— Start Text —
Turning now to FIG. 3A, a block diagram of selected elements of an embodiment of intelligent packet buffering 300-1 is illustrated. As shown, intelligent packet buffering 300-1 represents an embodiment using an individual random access memory and buffer logic for each of external ports 206. In FIG. 3A, intelligent packet buffer 306 represents an embodiment of intelligent packet buffer 220 (see FIG. 2) in which external port 206 is externally coupled to intelligent packet buffer 306. It is noted that the link between external port 206 and intelligent packet buffer 306 may be a fixed internal link within Ethernet switch 200 (see FIG. 2). As shown, intelligent packet buffer 306 may represent an L1/L2 (i.e., PHY/MAC) device with external port 206 supporting transmission media 12. Intelligent packet buffer 306, as shown, includes buffer logic 302, random access memory (RAM) 304, and internal buffered port 308. Buffer logic 302, as shown in FIG. 3A, may represent logical functionality of intelligent packet buffer 306 for internal port 224 and may be implemented using various means, such as, but not limited to, at least one microprocessor and/or at least one field-programmable gate array (FPGA) and/or a system on chip (SoC). The use of an FPGA for at least certain portions of buffer logic 302 may be particularly advantageous due to the deterministic parallelism between input/output (I/O) nodes that an FPGA can deliver. It is noted that an SoC used for buffer logic 302 may include a combination of at least one microprocessor and at least one FPGA. As shown in the exemplary embodiment of intelligent packet buffer 300-1, buffer logic 302 may use memory controller 303 that supports page mode access for accessing RAM 304. In other embodiments (not shown), memory controller 303 may be included within buffer logic 302. Intelligent packet buffer 306 may further couple to internal port 224 via port link 222, as described above with respect to FIG. 2. In operation, intelligent packet buffer 306 may buffer incoming traffic using RAM 304, which may be exclusive to intelligent packet buffer 306. Specifically, buffer logic 302 may forward buffered and/or unbuffered incoming traffic to internal port 224 of switching element 204 (see FIG. 2) via internal buffered port 308. Intelligent packet buffer 306 may further receive outgoing traffic via internal buffered port 308 and forward the outgoing traffic to external port 206.
— End Text —
Problem 1: In the packet buffering text, what does the memory controller used by buffer logic 302 support for accessing RAM 304?
The text above and the records that come next were taken from separate, unrelated sources.
— Start Records to process —
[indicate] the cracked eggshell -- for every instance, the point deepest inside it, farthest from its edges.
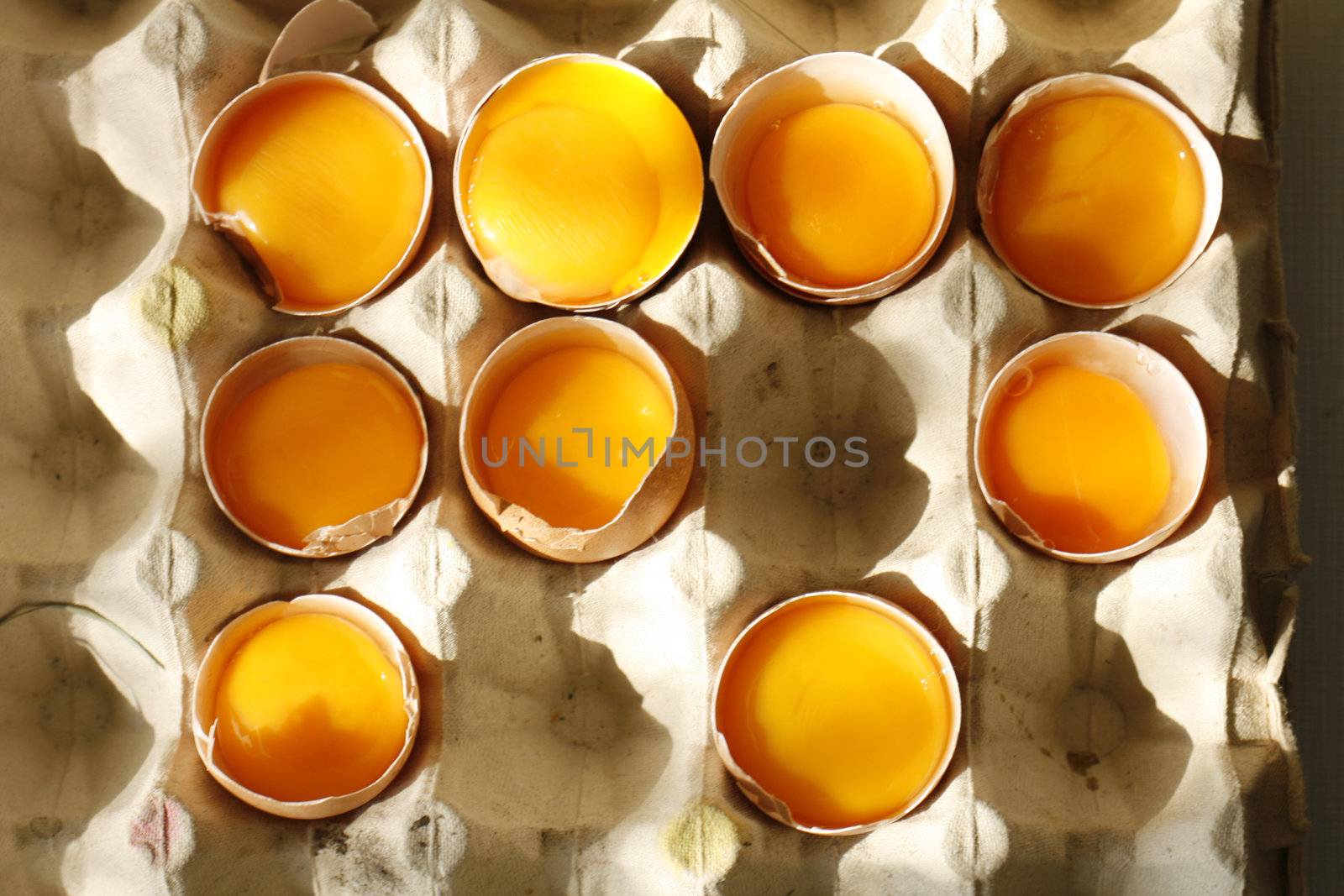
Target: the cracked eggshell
(319, 24)
(774, 806)
(501, 273)
(662, 488)
(1090, 85)
(812, 81)
(228, 642)
(1163, 390)
(266, 364)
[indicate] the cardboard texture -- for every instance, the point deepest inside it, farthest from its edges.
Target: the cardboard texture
(1124, 728)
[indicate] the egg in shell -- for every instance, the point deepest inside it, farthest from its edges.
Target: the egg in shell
(1090, 448)
(837, 176)
(306, 708)
(313, 446)
(577, 183)
(837, 712)
(322, 181)
(1097, 191)
(575, 439)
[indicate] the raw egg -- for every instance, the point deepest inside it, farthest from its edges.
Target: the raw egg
(1097, 191)
(322, 181)
(313, 446)
(577, 439)
(837, 712)
(1090, 446)
(306, 708)
(578, 183)
(837, 176)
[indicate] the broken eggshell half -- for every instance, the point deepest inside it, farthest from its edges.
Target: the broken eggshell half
— End Records to process —
Problem 2: In the records, replace "raw egg" with "uncooked egg" in the part that opens with the line containing "[indicate] the raw" and closes at the end of the records, keeping everything else the same. Give only that part.

Full response 1: Page mode access.

Full response 2:
[indicate] the uncooked egg -- for every instance, the point deepest inside it, farthest from its edges.
Target: the uncooked egg
(1097, 191)
(322, 181)
(313, 446)
(577, 439)
(837, 712)
(1090, 446)
(306, 708)
(578, 183)
(837, 176)
[indicate] the broken eggshell half -- for every instance, the point deepest inside it, farthest from its edges.
Target: the broken eggshell half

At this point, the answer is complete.